● WRITTEN INSTRUCTION
Collect every line in the data below that contains the string "spectator", and copy each one in full.

● INPUT FOR THIS TASK
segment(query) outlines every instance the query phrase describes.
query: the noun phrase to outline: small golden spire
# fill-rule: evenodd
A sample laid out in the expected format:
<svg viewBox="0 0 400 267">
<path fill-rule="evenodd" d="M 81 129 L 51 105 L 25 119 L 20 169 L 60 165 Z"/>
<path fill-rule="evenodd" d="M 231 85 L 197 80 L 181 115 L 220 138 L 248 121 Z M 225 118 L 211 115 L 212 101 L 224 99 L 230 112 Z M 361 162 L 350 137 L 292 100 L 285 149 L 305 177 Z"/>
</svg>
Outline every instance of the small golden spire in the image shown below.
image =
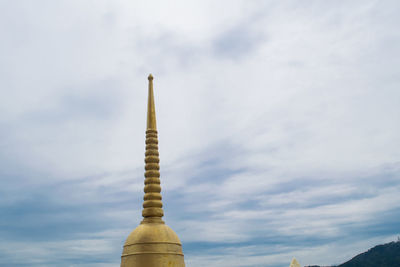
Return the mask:
<svg viewBox="0 0 400 267">
<path fill-rule="evenodd" d="M 149 97 L 147 104 L 147 130 L 157 130 L 156 109 L 154 106 L 153 75 L 149 75 Z"/>
<path fill-rule="evenodd" d="M 147 130 L 146 130 L 146 153 L 145 153 L 145 181 L 142 223 L 163 222 L 162 197 L 160 186 L 160 158 L 158 153 L 158 138 L 156 111 L 154 105 L 153 75 L 149 75 L 149 96 L 147 103 Z"/>
<path fill-rule="evenodd" d="M 143 220 L 125 241 L 121 267 L 185 267 L 182 244 L 176 233 L 161 219 L 160 166 L 153 76 L 149 75 Z"/>
</svg>

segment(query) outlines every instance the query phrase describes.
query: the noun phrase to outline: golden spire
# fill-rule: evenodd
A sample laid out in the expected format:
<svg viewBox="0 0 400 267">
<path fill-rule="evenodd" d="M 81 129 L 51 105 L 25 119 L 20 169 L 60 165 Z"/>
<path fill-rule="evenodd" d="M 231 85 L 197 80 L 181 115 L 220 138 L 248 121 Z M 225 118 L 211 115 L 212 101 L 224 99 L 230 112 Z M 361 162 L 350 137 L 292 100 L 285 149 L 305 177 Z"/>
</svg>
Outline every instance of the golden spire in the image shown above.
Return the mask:
<svg viewBox="0 0 400 267">
<path fill-rule="evenodd" d="M 158 154 L 158 138 L 156 111 L 154 105 L 153 75 L 149 75 L 149 96 L 147 103 L 147 130 L 146 130 L 146 153 L 145 153 L 145 173 L 144 177 L 144 202 L 142 223 L 161 220 L 164 216 L 161 202 L 160 186 L 160 162 Z"/>
<path fill-rule="evenodd" d="M 143 220 L 125 241 L 121 267 L 185 267 L 182 244 L 161 218 L 160 166 L 153 76 L 149 75 Z"/>
</svg>

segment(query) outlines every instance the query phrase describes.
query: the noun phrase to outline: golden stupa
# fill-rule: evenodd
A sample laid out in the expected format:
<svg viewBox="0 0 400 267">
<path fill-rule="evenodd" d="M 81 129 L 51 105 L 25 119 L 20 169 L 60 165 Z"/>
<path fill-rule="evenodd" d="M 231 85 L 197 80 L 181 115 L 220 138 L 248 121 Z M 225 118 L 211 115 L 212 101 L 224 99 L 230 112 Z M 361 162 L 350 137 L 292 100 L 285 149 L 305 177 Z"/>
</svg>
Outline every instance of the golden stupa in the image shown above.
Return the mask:
<svg viewBox="0 0 400 267">
<path fill-rule="evenodd" d="M 126 239 L 121 267 L 184 267 L 182 244 L 175 232 L 161 219 L 164 211 L 161 201 L 153 76 L 150 74 L 148 79 L 143 220 Z"/>
</svg>

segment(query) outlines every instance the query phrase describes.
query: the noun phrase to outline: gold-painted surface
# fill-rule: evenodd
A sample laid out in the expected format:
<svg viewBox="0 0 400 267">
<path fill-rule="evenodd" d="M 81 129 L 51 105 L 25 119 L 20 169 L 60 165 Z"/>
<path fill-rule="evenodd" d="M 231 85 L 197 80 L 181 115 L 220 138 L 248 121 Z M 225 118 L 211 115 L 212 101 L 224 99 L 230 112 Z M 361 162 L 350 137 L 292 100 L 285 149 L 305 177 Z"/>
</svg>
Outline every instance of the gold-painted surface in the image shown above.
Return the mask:
<svg viewBox="0 0 400 267">
<path fill-rule="evenodd" d="M 121 267 L 185 267 L 182 245 L 176 233 L 161 219 L 160 166 L 153 76 L 149 75 L 143 220 L 124 244 Z"/>
</svg>

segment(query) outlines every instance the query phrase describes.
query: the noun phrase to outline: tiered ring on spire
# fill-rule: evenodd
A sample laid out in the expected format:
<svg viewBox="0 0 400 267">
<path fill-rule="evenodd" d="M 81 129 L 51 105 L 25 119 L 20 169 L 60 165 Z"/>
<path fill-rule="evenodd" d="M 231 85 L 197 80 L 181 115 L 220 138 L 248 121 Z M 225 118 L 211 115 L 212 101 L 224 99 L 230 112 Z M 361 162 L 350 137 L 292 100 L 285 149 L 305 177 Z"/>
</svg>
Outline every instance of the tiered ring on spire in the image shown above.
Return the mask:
<svg viewBox="0 0 400 267">
<path fill-rule="evenodd" d="M 158 137 L 156 112 L 154 105 L 153 76 L 149 75 L 149 99 L 147 105 L 147 130 L 145 153 L 145 181 L 142 223 L 161 220 L 164 216 L 160 186 L 160 162 L 158 153 Z"/>
</svg>

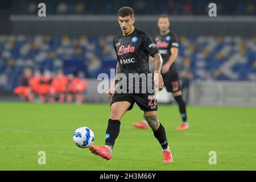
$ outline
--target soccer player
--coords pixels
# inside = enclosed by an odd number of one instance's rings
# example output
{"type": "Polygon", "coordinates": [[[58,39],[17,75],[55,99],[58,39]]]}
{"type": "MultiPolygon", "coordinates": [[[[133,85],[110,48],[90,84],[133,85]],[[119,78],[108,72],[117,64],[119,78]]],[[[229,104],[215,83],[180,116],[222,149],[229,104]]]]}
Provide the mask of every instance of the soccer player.
{"type": "Polygon", "coordinates": [[[145,118],[154,135],[162,146],[164,162],[172,163],[172,156],[168,145],[165,129],[158,119],[157,102],[154,93],[154,82],[155,86],[159,86],[159,88],[163,86],[160,75],[162,58],[150,36],[143,31],[133,26],[135,18],[131,8],[123,7],[119,9],[118,19],[122,31],[113,39],[118,63],[115,80],[108,91],[109,96],[112,100],[105,143],[103,146],[92,145],[89,150],[92,153],[104,159],[111,159],[113,147],[120,130],[120,121],[125,113],[131,110],[136,102],[144,111],[145,118]],[[148,71],[148,55],[154,57],[155,61],[154,80],[148,71]],[[141,81],[135,82],[133,81],[133,78],[125,80],[123,75],[126,77],[134,76],[135,80],[140,76],[143,77],[143,75],[148,77],[146,81],[142,78],[141,81]],[[119,78],[119,77],[122,79],[119,78]],[[150,78],[151,80],[149,81],[150,78]],[[118,84],[117,86],[117,83],[118,84]],[[151,88],[153,88],[153,92],[151,92],[150,89],[143,92],[145,85],[150,85],[150,84],[152,84],[151,88]],[[131,87],[135,87],[136,89],[138,87],[139,90],[133,90],[131,93],[131,87]],[[129,92],[126,92],[127,90],[129,92]]]}
{"type": "MultiPolygon", "coordinates": [[[[172,93],[175,101],[179,105],[179,111],[182,118],[181,125],[176,128],[178,130],[189,128],[187,122],[186,105],[182,98],[181,88],[179,81],[179,74],[175,60],[179,52],[179,43],[177,35],[170,30],[170,20],[166,15],[162,15],[158,18],[158,26],[160,35],[155,40],[156,47],[163,57],[163,65],[162,68],[164,86],[168,92],[172,93]]],[[[150,61],[153,60],[151,58],[150,61]]],[[[133,125],[137,128],[147,129],[148,125],[144,118],[142,121],[133,125]]]]}

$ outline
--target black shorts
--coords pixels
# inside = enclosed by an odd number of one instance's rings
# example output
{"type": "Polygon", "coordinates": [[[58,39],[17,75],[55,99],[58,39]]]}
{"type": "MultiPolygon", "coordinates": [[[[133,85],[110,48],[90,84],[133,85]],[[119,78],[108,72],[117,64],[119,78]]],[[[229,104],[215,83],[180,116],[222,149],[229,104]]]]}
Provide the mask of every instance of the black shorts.
{"type": "Polygon", "coordinates": [[[128,109],[133,109],[134,103],[139,106],[139,108],[145,111],[152,111],[158,110],[156,98],[154,95],[147,93],[115,93],[112,98],[110,106],[115,102],[127,101],[131,104],[128,109]]]}
{"type": "Polygon", "coordinates": [[[169,71],[163,74],[164,86],[168,92],[176,92],[181,90],[181,86],[179,81],[179,73],[177,71],[169,71]]]}

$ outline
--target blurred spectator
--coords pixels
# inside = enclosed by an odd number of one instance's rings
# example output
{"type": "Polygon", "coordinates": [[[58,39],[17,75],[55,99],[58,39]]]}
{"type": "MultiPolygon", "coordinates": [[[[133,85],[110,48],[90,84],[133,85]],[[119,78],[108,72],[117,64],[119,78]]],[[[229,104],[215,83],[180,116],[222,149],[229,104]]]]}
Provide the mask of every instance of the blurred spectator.
{"type": "Polygon", "coordinates": [[[52,80],[52,73],[48,69],[45,70],[44,75],[40,78],[40,83],[35,90],[36,93],[39,95],[40,101],[42,102],[47,101],[52,80]]]}
{"type": "Polygon", "coordinates": [[[189,102],[189,86],[190,81],[193,77],[192,70],[190,67],[191,60],[189,58],[185,58],[184,61],[184,68],[180,72],[180,78],[181,78],[181,90],[183,95],[184,96],[184,101],[186,104],[189,102]]]}
{"type": "Polygon", "coordinates": [[[49,89],[49,101],[51,102],[55,102],[56,94],[58,94],[60,103],[63,103],[64,102],[65,91],[67,83],[68,78],[63,74],[63,71],[61,69],[59,69],[57,71],[56,75],[52,78],[49,89]]]}
{"type": "Polygon", "coordinates": [[[88,72],[90,77],[96,77],[101,68],[101,63],[97,56],[93,56],[88,64],[88,72]]]}
{"type": "Polygon", "coordinates": [[[31,70],[25,68],[23,75],[20,77],[20,86],[14,89],[14,93],[19,96],[22,101],[33,102],[31,96],[31,89],[29,86],[29,81],[31,77],[31,70]]]}
{"type": "Polygon", "coordinates": [[[34,93],[36,93],[36,90],[39,86],[40,81],[41,79],[41,73],[39,69],[35,71],[34,75],[32,76],[30,81],[30,86],[31,88],[31,98],[34,101],[34,93]]]}
{"type": "Polygon", "coordinates": [[[67,86],[67,101],[68,103],[73,102],[75,96],[76,103],[82,104],[83,101],[82,94],[87,88],[88,80],[85,78],[84,73],[80,71],[77,76],[74,77],[72,74],[68,75],[68,84],[67,86]]]}

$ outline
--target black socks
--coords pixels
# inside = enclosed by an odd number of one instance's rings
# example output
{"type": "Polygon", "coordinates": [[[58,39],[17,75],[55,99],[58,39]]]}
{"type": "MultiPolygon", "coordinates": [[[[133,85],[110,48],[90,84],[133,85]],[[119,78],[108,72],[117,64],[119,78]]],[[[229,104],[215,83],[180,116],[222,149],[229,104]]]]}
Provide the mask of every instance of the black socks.
{"type": "Polygon", "coordinates": [[[113,148],[115,144],[115,139],[118,136],[120,131],[121,122],[119,120],[109,119],[108,128],[106,131],[106,140],[105,144],[113,148]]]}
{"type": "Polygon", "coordinates": [[[174,97],[175,101],[179,104],[179,107],[180,114],[181,115],[182,121],[185,122],[187,122],[187,113],[186,113],[186,104],[183,101],[181,96],[174,97]]]}
{"type": "Polygon", "coordinates": [[[159,127],[156,131],[153,131],[154,136],[158,139],[161,144],[162,148],[165,150],[168,147],[167,139],[166,138],[166,130],[164,127],[160,123],[159,127]]]}

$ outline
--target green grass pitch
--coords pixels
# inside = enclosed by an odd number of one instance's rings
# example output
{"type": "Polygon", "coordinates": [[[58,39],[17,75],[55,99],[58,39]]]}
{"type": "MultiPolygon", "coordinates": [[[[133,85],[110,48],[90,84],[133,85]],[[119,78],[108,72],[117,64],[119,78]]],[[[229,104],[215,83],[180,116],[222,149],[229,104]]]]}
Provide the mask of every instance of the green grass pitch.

● OUTPUT
--target blurred spectator
Provide the mask of every instance of the blurred spectator.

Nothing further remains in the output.